*EXTRACT PROVIDED*.
*-*-*
They bought an old house off Bill’s dad. 

“It needed a lot of work, but we built it up,” he said. 

“Then we stayed for a while and then we left,” Grace added.  

After a few years, the couple shifted to Brisbane. 

Cindy was an only child at that stage.  

“She was the only Grandchild of Grace’s father who at the time was unwell,” Bill said.  

“So, I rang him up and asked him if he’d like us to come down for 12 months.  

“After 18 months or so we were considering coming home [Longreach], and he died so that was how we ended up in Brisbane.” 

They stayed in Brisbane for another 10 years.  

Bill owned a cleaning business and Grace continued her work as a nurse. 

He said to keep his business going, Bill had to work 17 hours a day and 6 hours on Sunday.  

Grace said the kids didn’t know him until they moved to Biloela because of his workload.   

“It was 1974,” Cindy added.  

Cindy was in grade six when they moved, and by then, she had become the eldest of three girls.  

“There’s my sister Jane who is four years younger, and then my sister Kathy who is three years younger than that,” she said. 

They were a jovial household.  

Bill said it was the strength of his marriage that maintained the disposition of the household.  

“We’ve never had a row in 60 odd years. 

“We might have had a couple of disagreements, but never anything you’d call a row. 

“Have we dear?” 
“Yes, darling,” Grace said as she blowed a kiss at Bill.  

They said their relationship works because they both have very loving personalities.  

Cindy believed they were dotting parents and they taught her the importance of love and affection.  
“They were the best parents anyone could ask for,” she said. 

Cindy grew up both in Brisbane and Central Queensland. 

She said she wouldn’t want to grow up in the city after experiencing the country.  

“It’s more friendly,” she said. 

“I was a Longreach boy and when I experienced the city life, I hated it,” said Bill.   

During the ’70s drug started to seep into the culture of Brisbane, Grace and Bill were worried that would affect the children’s upbringing.  

“I said I’m not going to raise my daughters when there are drugs in the city.”
*-*-*
*TASKS AND EXERCISES*.
a: According to the family profile, how many hours a day did Bill have to work to keep his cleaning business going?
b: Reproduce the family profile between "They were a" and "she blowed a kiss at Bill.", inclusive.
c: Carry on the story of Bill, Grace and Cindy's family from the last sentence shown.

[Stored data]
*-*-*
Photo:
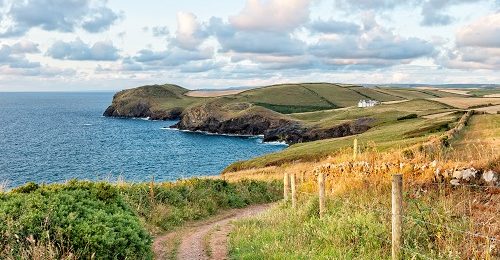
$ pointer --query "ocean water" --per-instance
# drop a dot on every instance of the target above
(54, 137)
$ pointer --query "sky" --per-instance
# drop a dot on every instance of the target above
(88, 45)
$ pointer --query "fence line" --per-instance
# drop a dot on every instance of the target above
(397, 213)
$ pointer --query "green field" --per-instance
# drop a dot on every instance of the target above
(388, 132)
(283, 98)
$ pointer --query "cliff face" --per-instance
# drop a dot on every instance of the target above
(142, 109)
(156, 102)
(247, 119)
(228, 115)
*-*-*
*ANSWERS FOR THE EXERCISE*.
a: Seventeen hours a day, plus six hours on Sunday.

b:
They were a jovial household.  

Bill said it was the strength of his marriage that maintained the disposition of the household.  

“We’ve never had a row in 60 odd years. 

“We might have had a couple of disagreements, but never anything you’d call a row. 

“Have we dear?” 
“Yes, darling,” Grace said as she blowed a kiss at Bill.

c:
“In a relationship, you have to be best friends,” said Cindy, “and that’s mum and dad.” 

Bill added that when the boys would ask him out for a drink, he’d tell them he’d rather stay home and have a drink with Grace.  

“We’ve more or less always idolised one another,” he said.  

“We’ve had a very good life; I wouldn’t wish to have spent it with anyone else.” 

In the 90s, the couple opened a cut-price grocery story, however, it was soon lost to an undisclosed event. 

Bill said they lost everything.  

He believes what happened to them would have caused 90 percent of marriages today to end up with divorce.  

“But we’ve always stuck together through thick and thin,” he said.  

He said the success of his marriage had come down to two pieces of advice his father gave him. 
“He sat me down he said, “Son you see that fence there?” I said, “yes,” Bill said. 

“He said “there are two sides to it. And it looks different on the other side.” 

“Always think with this [your head],” his father said, “before you speak with this,” Bill pointed to his mouth.  

“That’s the best advice I’ve ever had; I tell the young ones that.” 

Cindy said she felt sorry for Bill having to live with four girls in the house.  

“, Bill said 

“I was sixth in charge and when they got a cat who was a female, I was seventh in charge.” 

When Grace’s mother, ‘Nana’ lived with the family, it allowed the parents to work a lot more to pay the bills.  

Grace and Bill now have four grandchildren and three great-grandchildren.  

They moved to Maryborough when Bill caught severe chronic fatigue. 

“Whenever I came back from going away for a week or so, I’d be feeling good.” 
So, they stayed with his daughter, Jane for a few years before Grace was diagnosed with Alzheimer’s. 

Bill was on the Biloela Lions Club committee and was involved in building the Wahroonga Retirement and Aged Care Facility he now lives in.  

Bill said his cleaning business came in handy when he stripped the floors for the facility.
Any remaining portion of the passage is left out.